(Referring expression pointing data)

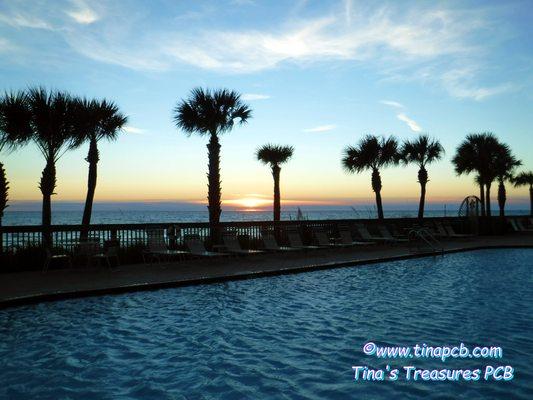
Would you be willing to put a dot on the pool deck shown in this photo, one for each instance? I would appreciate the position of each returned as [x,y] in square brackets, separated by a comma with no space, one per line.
[33,286]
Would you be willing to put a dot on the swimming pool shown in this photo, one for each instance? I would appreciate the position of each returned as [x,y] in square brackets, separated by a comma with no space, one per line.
[284,337]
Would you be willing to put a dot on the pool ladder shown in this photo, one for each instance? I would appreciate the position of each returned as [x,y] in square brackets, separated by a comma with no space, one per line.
[425,235]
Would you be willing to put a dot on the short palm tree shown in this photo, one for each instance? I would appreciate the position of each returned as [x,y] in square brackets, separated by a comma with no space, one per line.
[274,156]
[211,113]
[421,151]
[525,179]
[52,125]
[95,121]
[503,166]
[475,154]
[14,132]
[372,153]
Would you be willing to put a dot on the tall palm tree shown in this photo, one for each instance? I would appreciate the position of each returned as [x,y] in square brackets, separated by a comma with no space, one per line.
[211,113]
[52,124]
[475,154]
[95,120]
[372,153]
[274,156]
[421,151]
[14,132]
[504,164]
[524,179]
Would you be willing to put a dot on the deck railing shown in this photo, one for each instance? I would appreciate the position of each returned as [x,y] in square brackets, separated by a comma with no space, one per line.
[128,235]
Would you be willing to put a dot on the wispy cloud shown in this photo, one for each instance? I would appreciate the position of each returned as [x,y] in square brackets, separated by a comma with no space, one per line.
[132,129]
[392,103]
[320,128]
[412,124]
[82,13]
[254,96]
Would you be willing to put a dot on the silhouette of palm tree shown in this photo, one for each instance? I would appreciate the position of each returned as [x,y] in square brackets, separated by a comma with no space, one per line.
[475,154]
[95,120]
[274,156]
[502,169]
[211,113]
[372,153]
[422,151]
[524,179]
[52,122]
[14,132]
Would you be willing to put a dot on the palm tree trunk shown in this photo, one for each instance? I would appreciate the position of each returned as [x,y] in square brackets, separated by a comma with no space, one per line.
[214,191]
[482,198]
[502,198]
[277,197]
[531,200]
[422,179]
[92,159]
[487,199]
[47,186]
[376,187]
[4,186]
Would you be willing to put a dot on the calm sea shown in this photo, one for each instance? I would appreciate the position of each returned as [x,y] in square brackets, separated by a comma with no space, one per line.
[156,216]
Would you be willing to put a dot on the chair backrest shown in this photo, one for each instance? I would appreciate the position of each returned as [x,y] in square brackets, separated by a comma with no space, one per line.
[294,239]
[195,244]
[269,241]
[346,236]
[384,232]
[89,248]
[363,231]
[322,238]
[231,242]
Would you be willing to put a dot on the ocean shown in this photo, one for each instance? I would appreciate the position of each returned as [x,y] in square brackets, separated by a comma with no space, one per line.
[73,217]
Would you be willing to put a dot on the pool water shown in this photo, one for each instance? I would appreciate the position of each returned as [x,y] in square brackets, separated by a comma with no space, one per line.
[285,337]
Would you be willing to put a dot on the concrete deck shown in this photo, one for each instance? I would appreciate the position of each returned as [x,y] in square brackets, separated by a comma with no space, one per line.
[32,287]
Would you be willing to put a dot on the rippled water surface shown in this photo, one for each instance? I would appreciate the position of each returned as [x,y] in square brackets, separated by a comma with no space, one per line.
[286,337]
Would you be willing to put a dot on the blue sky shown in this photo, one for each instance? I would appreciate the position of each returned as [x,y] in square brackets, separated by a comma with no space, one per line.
[318,75]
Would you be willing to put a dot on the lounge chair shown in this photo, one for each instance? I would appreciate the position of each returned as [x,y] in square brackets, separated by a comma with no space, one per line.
[384,231]
[296,241]
[157,248]
[233,246]
[270,243]
[366,236]
[196,248]
[347,240]
[323,240]
[451,233]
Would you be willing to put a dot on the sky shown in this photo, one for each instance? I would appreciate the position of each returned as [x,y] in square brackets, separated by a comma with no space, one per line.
[318,75]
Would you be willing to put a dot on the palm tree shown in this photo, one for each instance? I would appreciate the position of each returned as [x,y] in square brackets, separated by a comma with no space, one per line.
[504,164]
[211,113]
[475,154]
[422,151]
[95,121]
[524,179]
[52,125]
[14,132]
[274,156]
[372,153]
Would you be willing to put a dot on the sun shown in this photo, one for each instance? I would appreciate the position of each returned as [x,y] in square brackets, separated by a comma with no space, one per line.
[249,203]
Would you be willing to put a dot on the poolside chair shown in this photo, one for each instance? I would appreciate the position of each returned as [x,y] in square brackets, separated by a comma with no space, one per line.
[295,241]
[196,248]
[233,246]
[324,241]
[270,243]
[50,258]
[384,231]
[366,236]
[157,248]
[451,232]
[347,240]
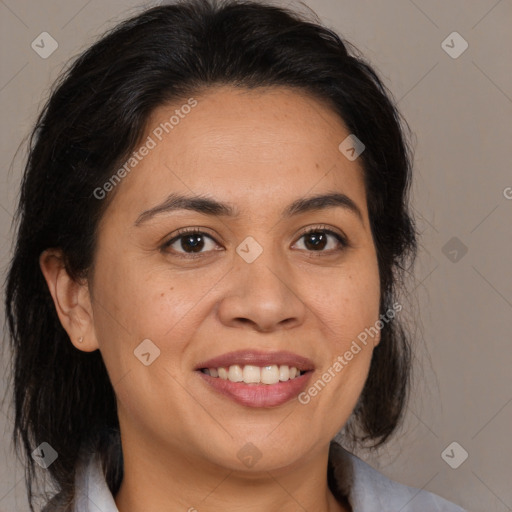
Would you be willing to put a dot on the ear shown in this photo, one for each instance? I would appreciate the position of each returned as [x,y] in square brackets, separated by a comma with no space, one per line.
[72,301]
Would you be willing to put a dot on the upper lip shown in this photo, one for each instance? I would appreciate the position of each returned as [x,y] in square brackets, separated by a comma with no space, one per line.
[258,358]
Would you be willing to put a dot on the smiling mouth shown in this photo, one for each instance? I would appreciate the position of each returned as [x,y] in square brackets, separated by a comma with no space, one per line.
[252,374]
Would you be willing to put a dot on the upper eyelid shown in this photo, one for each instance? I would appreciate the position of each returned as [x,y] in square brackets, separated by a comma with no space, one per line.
[202,231]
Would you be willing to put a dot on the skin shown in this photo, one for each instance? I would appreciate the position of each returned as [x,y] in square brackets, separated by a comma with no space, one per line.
[258,150]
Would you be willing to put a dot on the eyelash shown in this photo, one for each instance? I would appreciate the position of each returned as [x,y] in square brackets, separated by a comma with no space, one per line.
[197,231]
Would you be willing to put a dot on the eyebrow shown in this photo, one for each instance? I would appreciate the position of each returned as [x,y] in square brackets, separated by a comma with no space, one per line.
[208,206]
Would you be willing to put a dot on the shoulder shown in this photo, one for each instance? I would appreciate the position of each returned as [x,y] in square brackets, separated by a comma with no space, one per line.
[369,490]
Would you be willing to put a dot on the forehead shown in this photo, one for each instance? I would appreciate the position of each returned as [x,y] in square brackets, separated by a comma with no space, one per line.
[260,149]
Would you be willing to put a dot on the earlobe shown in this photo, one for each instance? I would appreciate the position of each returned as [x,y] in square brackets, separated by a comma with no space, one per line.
[71,299]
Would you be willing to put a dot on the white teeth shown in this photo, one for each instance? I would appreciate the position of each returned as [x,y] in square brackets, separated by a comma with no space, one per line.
[284,373]
[235,373]
[251,374]
[270,374]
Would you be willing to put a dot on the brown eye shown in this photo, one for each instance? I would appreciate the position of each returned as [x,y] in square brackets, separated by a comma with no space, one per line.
[317,239]
[191,241]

Task prompt: Only the pictures are to be left out; write out all the other data exactly.

Result for this task:
Would you be willing to put a dot on the pool deck shown in this photo, one for each instance? I would appreciate the position of each returned as [x,y] in square brackets, separated by a comma with no space, one per line.
[33,286]
Would you be willing to put a dot on the swimming pool shown in this photo, one for each instance? I would appreciate the position of each returned as [x,y] in square brackets, separated by a comma with no space, one per line.
[284,337]
Would you be willing to put a dot on the pool ladder shown in this photo, one for each instance? I would appreciate the position of each returned as [x,y] in square brackets, separated by a comma with no space, one per line.
[425,235]
Would you be willing to put a dot on the short palm tree shown in this photo, one for each instance? I would appreciate the position of each returned as [x,y] in square brackets, separated by a comma with no space, one per line.
[274,156]
[211,113]
[421,151]
[525,179]
[52,125]
[95,121]
[503,166]
[475,154]
[14,132]
[372,153]
Would you be willing to put a dot on the tall palm tree shown in this photo, one for each instance? I would appreciate the position of each returned as [x,y] in square brackets, separated by a comma with no space, one per line.
[211,113]
[52,124]
[475,154]
[95,120]
[372,153]
[274,156]
[421,151]
[14,132]
[504,164]
[524,179]
Would you be willing to put a dot on the deck railing shown in this photo, one for each instance? I would appreciate the position of each returned as [x,y] in square brackets, separated by a comma with no space, one per line.
[128,235]
Would you be willing to put a dot on the wispy cloud shown in this photo, one for each instance? I would appreciate the position of each returned as [x,y] in square brackets, separated by a comma with no space, one per line.
[132,129]
[392,103]
[320,128]
[412,124]
[82,13]
[254,96]
Would you be willing to put a dot on the silhouette of palm tree shown in this photo, one for each instance? I would appreciate the position of each returned as [x,y] in square brackets, separated by a comma with no space, one per line.
[475,154]
[95,120]
[274,156]
[502,169]
[211,113]
[372,153]
[422,151]
[524,179]
[52,122]
[14,132]
Would you be willing to put a dot on the palm tree trunk shown in this photo, one for each instance? I would appreciate the position of each returned as [x,y] in square brackets, separated by a comma with no space, one per line.
[214,191]
[482,198]
[502,198]
[277,197]
[531,200]
[422,179]
[92,159]
[487,199]
[47,186]
[376,187]
[4,186]
Would you be willing to put a dot on the calm sea shown in this photo, one for each instance? I would appreciate the position of each returned as [x,y] in square brackets, separated by a comma with no space, one per line.
[156,216]
Would you be willing to put a dot on the chair backrest shown in this photo, one for each instance? I would appreciate the position of each returned as [x,y] in square brackets, separated by a comma with no space, one per line.
[294,239]
[195,244]
[269,241]
[346,236]
[384,232]
[89,248]
[363,231]
[322,238]
[231,242]
Would you be willing to put a dot on the ocean shown in this photo, one for each instance? I would appreciate the position of each returned as [x,y] in square brackets, separated by a comma with no space, one per line.
[73,217]
Would you be willing to put a dot on the pool water shown in this photo, one for each instance? I would appreciate the position of each returned as [x,y] in square brackets, separated by a comma with no space, one per line.
[285,337]
Would you be willing to put a dot on the concrete deck shown in this photo, one for each instance? I would appreciate the position of each returned as [x,y] in square brackets, separated by a comma with no space, one per line.
[32,287]
Would you be willing to put a dot on the rippled water surface shown in this photo, one for each instance? I would appreciate the position of each returned as [x,y] in square brackets, separated by a comma with no space, one per line.
[286,337]
Would you be willing to put a dot on the blue sky shown in this photo, one for each instance? I would appreciate the position of each returned as [x,y] in square brackets, separated by a comma with no space, one per line.
[318,75]
Would you be willing to put a dot on the lounge chair shown in this photo, one for each instance? I would appreciate the position of each returned as [x,y] in square brackets, separated by a comma with no space, one per line.
[384,231]
[296,241]
[157,248]
[233,246]
[270,243]
[366,236]
[196,248]
[347,240]
[323,240]
[451,233]
Would you be willing to put a dot on the sky shown in this photo, one for each instance? I would appreciate the position of each returned as [x,y] in square brackets, separated by a comma with no space, one per line.
[318,75]
Would you be willing to put a dot on the palm tree shown in this photo, one for each instance? I would appreciate the position of each returned as [x,y] in square brackets, separated by a comma with no space, one per line.
[504,164]
[211,113]
[475,154]
[422,151]
[95,121]
[524,179]
[52,125]
[14,132]
[274,156]
[372,153]
Would you be willing to put a dot on the sun shown in this photo, one for each instance? I would appreciate the position of each returned as [x,y] in square brackets, separated by a comma with no space, one per line.
[249,203]
Would you be willing to put a dot on the poolside chair shown in this photo, one for each instance? I would appreciate the position of each returned as [x,y] in square brackets, separated by a comma with no space, one per line.
[295,241]
[196,248]
[233,246]
[324,241]
[270,243]
[50,258]
[384,231]
[366,236]
[157,248]
[451,232]
[347,240]
Would you be willing to put a dot on the ear shown in this photo, one for each instance? I would appreciate the position of each returned as [x,y] in square brackets, separated by a comma with no space, one per line.
[72,301]
Would you be willing to put a dot on the upper lip shown in this photo, one for each instance? I would appreciate the position of each returned as [x,y] in square brackets, separated by a comma with no space, one per line.
[258,358]
Would you be willing to put a dot on the smiling mouth shown in this photo, one for each instance? I would appreciate the position of each returned as [x,y] in square brackets, separated by a comma with no space, one per line.
[252,374]
Would you be willing to put a dot on the upper eyelid shown in this photo, one for each instance? I would appreciate the position of each returned as [x,y] in square brackets, separated by a comma with no space, one per line.
[202,231]
Would you be willing to put a dot on the skin shown in this photo, one for each instance? I would appreciate the position of each returned as [x,y] in square brackets, separated by a comma with no space, one per line.
[258,150]
Would you be willing to put a dot on the eyelash shown in this photo, one for each instance? I would appreciate the position of each returned as [x,y] in square brackets, separated by a comma with no space, one per line.
[197,231]
Would you be willing to put a dot on the eyebrow shown in this photo, one for each instance? I would appreciate the position of each returned as [x,y] in square brackets, separated by a comma with no space, one per line.
[208,206]
Would you be willing to put a dot on the shoulder shown in this photo, one for each instance? I would appreciate the position of each returned as [x,y] in square brackets, separated by a comma with no space, one per line.
[369,490]
Would you be willing to put a dot on the forehead shown in this photo, one for each instance? I would appreciate the position of each returned as [x,y] in square brackets, separated by a comma with no space, one per line.
[260,149]
Would you be willing to put a dot on the earlobe shown in this photo, one for each instance? I would appreciate the position of each returned as [x,y] in square brackets, separated by a comma with no space, one per line.
[71,299]
Would you be willing to put a dot on the white teeth shown in this photo, one for each instance? I would appreciate the position of each returned as [x,y] in square brackets, separated by a comma with no space, one per line.
[284,373]
[235,373]
[251,374]
[270,374]
Would you be willing to put a dot on the brown eye shown in this photo, one for each instance? I would appreciate the position of each returned as [x,y] in square brackets, separated by a comma with no space, one per line.
[317,239]
[191,241]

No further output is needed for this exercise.